_REQUIRED WORK_. Copy out the data that comes next, character for character, and leave the images aside.

_RECORDS TO PROCESS_.
<<<<

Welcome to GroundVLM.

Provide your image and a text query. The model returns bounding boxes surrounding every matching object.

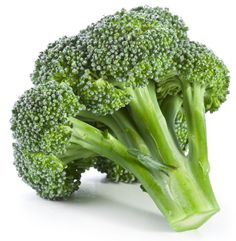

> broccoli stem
[181,81,219,206]
[127,83,185,167]
[79,110,150,154]
[181,82,209,172]
[69,117,220,231]
[112,109,150,154]
[78,111,127,144]
[59,144,96,164]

>>>>

_YOUR SOLUTION_.
Welcome to GroundVLM.

Provide your image and a text query. The model returns bounding boxes surrounding every matching object.


> broccoli stem
[181,81,219,206]
[127,83,185,167]
[79,110,150,154]
[181,82,209,172]
[69,117,220,231]
[112,109,150,154]
[78,111,127,144]
[59,144,96,164]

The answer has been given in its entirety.